Apply what you read:
1. In the Halloween safety article, how old are Dr. John Lynch's two daughters?
2. Copy out the Halloween safety article from "Have fun outside." up to and including "Practice social distancing.".

Selected text:
Dr. John Lynch, medical director of infection prevention & control and employee health programs at Harborview Medical Center, loves Halloween. He also has two daughters, ages 11 and 13, who are eager to dress-up and go door-to-door.
Lynch was initially unsure about whether trick-or treating could be done safely during a pandemic. So, he did what UW Medicine experts do every day – reviewed research and consulted with other infectious disease specialists. Luckily for local kiddos, and for Lynch’s Halloween-loving family, the outlook is promising. Provided our community’s transmission rate stays steady or continues to decline, Lynch thinks UW families can celebrate a relatively traditional Halloween.
He shared the following advice for having a safe holiday and encourages parents to also check out these Halloween tips from Public Health Seattle & King County.
Have fun outside.
We hear daily that the safest way to socialize during the pandemic is to be outdoors while maintaining physical distance. Luckily, trick-or-treating is an outdoor activity and families should use that to their advantage. Plan ahead for costumes that will hold-up to rain, wind or cold weather that could threaten your family’s plans. Unfortunately, indoor parties are not a safe back-up option this year. Lynch understands the temptation to invite our “Halloween COVID pod” inside when the weather changes but reminds us it is not as safe to socialize indoors, even in groups of two or three families.
Practice social distancing.
The good news is that trick-or-treating involves brief interactions which are generally low-risk for COVID-19 transmission. However, it is still essential that families maintain safe physical distances by staying with their household and keeping six feet from other groups. If you are giving out treats, you can guide children by spacing markers every six feet leading up to your door – think skulls, bones, giant spiders or black cats marked on the ground or on sticks. Kids are now used to seeing these sorts of markers in stores and in public spaces. Create space between yourself and trick-or-treaters by sliding candy down a tube, using decorated tongs or spacing treats on a grab-and-go table.
While the risk of contracting COVID-19 from surfaces is low, Lynch advises against having children reach into a bowl to grab candy bowl this Halloween.

Dataset excerpts:
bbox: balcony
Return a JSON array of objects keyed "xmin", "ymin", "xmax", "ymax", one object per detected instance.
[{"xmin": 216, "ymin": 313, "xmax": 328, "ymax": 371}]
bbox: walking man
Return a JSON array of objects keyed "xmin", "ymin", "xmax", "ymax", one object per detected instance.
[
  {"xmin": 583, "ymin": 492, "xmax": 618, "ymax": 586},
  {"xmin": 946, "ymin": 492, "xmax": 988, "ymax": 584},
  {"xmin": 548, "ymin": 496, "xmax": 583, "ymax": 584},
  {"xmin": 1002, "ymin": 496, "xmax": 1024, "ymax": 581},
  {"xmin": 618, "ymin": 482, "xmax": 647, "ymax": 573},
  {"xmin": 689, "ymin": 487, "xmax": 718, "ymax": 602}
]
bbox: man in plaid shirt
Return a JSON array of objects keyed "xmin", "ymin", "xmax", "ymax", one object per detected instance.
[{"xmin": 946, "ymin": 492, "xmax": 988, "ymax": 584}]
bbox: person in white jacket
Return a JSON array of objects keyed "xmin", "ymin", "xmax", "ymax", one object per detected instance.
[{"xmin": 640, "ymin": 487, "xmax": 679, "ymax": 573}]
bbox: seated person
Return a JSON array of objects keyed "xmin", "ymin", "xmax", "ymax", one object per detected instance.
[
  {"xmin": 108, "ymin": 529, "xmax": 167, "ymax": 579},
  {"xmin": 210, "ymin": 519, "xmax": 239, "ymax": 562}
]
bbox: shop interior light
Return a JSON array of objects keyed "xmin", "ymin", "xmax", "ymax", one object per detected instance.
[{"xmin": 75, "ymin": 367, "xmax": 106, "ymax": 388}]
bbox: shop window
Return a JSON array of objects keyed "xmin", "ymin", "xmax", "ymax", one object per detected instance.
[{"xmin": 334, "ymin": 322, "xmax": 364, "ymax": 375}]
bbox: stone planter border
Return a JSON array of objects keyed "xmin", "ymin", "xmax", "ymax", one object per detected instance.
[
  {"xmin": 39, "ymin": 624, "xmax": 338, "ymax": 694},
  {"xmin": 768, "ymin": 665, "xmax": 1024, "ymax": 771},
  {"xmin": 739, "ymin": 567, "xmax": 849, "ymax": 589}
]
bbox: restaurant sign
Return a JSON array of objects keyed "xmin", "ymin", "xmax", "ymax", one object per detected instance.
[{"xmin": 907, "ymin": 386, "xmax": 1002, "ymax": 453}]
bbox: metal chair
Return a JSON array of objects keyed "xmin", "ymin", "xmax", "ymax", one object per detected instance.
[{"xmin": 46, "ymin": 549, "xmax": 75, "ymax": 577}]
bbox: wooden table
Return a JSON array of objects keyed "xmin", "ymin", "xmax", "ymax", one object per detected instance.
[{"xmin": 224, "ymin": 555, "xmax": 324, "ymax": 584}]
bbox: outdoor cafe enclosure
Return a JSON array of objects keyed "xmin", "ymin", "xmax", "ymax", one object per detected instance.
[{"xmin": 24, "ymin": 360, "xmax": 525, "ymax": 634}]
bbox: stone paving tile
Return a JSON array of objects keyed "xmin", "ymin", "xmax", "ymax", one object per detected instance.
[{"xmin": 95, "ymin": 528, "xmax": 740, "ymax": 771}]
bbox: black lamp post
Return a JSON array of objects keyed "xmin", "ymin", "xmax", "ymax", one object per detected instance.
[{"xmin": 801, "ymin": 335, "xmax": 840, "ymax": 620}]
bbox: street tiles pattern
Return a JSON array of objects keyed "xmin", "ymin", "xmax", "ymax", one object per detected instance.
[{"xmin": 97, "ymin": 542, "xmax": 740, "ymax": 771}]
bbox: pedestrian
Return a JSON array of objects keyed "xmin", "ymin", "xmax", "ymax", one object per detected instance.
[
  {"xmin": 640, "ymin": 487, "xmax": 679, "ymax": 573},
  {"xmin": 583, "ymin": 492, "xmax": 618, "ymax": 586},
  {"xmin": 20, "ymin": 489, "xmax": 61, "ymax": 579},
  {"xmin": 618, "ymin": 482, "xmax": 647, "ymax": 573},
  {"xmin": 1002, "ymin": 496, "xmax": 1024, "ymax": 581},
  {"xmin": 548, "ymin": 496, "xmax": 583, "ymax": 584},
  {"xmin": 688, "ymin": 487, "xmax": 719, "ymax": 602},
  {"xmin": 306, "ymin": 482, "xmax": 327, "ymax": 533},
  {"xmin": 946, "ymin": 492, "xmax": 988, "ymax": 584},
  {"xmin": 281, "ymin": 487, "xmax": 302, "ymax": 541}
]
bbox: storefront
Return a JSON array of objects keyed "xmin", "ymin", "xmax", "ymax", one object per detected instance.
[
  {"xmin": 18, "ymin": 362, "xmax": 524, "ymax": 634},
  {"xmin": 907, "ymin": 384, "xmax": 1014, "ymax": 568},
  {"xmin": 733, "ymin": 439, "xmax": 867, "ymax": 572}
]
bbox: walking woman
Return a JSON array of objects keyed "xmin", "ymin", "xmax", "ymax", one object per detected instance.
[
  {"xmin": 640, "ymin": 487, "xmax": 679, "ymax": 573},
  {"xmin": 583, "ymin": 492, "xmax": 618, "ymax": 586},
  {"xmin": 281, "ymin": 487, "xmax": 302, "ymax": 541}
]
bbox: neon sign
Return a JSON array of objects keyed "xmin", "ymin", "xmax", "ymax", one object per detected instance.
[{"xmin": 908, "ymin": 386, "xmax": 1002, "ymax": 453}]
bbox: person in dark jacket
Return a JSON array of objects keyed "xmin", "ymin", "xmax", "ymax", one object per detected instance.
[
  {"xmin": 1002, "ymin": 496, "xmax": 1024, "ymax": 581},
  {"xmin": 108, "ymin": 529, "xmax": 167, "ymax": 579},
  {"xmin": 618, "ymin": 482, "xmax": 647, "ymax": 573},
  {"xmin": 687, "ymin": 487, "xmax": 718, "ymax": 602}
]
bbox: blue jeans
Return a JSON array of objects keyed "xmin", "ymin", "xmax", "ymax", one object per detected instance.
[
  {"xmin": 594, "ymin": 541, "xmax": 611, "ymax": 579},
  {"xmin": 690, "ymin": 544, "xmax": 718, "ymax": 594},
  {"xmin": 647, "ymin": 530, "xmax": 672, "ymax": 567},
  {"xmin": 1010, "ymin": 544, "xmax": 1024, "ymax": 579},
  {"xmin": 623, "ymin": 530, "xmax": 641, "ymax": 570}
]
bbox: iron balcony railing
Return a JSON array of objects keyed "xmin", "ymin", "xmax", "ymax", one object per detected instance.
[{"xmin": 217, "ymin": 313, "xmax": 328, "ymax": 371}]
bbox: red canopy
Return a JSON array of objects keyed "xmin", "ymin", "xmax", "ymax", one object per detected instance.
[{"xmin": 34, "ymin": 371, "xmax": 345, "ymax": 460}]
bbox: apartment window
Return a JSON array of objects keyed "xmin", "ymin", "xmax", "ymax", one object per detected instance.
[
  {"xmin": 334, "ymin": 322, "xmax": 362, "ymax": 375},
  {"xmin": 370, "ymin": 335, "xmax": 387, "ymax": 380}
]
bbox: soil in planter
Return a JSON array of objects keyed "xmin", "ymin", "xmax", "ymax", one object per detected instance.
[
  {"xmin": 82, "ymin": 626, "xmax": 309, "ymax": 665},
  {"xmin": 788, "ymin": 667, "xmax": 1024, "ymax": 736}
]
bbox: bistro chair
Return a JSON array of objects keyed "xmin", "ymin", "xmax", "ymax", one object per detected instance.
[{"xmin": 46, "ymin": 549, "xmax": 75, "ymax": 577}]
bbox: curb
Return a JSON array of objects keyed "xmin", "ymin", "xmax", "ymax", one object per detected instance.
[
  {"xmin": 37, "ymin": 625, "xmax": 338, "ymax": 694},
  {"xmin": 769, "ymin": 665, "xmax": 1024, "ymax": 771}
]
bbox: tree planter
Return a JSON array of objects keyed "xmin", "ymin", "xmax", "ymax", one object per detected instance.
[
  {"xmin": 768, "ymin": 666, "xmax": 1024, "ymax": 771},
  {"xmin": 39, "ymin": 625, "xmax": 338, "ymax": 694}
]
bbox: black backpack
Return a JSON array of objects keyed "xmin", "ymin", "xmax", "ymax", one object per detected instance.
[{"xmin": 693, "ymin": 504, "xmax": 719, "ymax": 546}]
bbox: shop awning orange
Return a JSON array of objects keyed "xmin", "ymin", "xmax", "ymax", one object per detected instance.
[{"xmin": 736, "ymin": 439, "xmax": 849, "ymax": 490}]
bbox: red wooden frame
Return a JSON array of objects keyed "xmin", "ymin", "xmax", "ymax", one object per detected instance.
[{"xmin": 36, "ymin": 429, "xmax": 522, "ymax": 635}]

Solutions in order:
1. They are 11 and 13.

2.
Have fun outside.
We hear daily that the safest way to socialize during the pandemic is to be outdoors while maintaining physical distance. Luckily, trick-or-treating is an outdoor activity and families should use that to their advantage. Plan ahead for costumes that will hold-up to rain, wind or cold weather that could threaten your family’s plans. Unfortunately, indoor parties are not a safe back-up option this year. Lynch understands the temptation to invite our “Halloween COVID pod” inside when the weather changes but reminds us it is not as safe to socialize indoors, even in groups of two or three families.
Practice social distancing.